*REQUEST*
Count the lines in the rows below that contain the string "head". Give only the number.

** start of SUPPLIED RECORDS **

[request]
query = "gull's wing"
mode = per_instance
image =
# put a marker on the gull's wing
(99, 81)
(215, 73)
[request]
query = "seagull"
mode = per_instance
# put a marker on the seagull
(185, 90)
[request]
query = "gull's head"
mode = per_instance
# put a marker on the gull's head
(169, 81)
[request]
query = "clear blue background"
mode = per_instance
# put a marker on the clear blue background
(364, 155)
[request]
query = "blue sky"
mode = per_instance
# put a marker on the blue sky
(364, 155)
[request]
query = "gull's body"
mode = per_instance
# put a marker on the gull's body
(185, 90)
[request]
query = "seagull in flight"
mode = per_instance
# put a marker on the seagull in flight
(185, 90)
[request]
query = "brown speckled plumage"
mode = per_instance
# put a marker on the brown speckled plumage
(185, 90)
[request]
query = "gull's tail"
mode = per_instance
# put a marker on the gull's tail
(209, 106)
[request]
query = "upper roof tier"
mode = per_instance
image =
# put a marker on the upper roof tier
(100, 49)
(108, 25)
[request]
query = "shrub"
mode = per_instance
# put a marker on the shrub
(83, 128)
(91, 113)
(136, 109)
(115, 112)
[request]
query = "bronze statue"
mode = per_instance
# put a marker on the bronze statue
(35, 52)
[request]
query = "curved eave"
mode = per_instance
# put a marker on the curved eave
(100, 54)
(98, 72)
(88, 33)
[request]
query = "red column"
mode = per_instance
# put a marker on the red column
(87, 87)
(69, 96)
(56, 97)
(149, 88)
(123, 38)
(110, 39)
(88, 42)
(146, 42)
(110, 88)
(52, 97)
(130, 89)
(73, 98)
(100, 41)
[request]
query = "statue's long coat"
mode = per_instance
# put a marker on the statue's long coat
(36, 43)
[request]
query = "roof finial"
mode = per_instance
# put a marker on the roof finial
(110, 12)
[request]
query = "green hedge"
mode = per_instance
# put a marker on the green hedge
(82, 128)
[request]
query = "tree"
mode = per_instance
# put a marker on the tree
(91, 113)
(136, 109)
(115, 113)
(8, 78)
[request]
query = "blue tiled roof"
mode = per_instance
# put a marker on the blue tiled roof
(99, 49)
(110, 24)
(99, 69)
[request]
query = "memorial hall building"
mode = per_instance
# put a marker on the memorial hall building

** end of SUPPLIED RECORDS **
** start of SUPPLIED RECORDS **

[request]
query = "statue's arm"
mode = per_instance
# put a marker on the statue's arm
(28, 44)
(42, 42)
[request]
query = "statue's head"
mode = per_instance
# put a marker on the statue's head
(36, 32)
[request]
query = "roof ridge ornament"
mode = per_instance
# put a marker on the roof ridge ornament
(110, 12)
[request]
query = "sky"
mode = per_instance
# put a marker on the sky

** end of SUPPLIED RECORDS **
** start of SUPPLIED RECORDS **

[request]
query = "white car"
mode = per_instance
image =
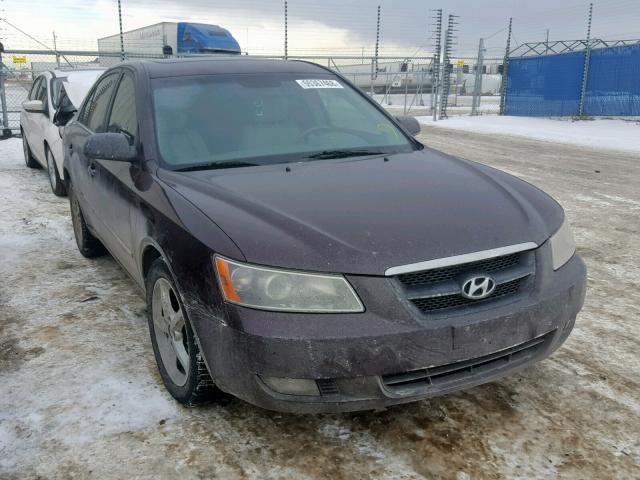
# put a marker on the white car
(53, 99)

** end of SUPPLIED RECORDS **

*SOLUTION FOR THIS TASK*
4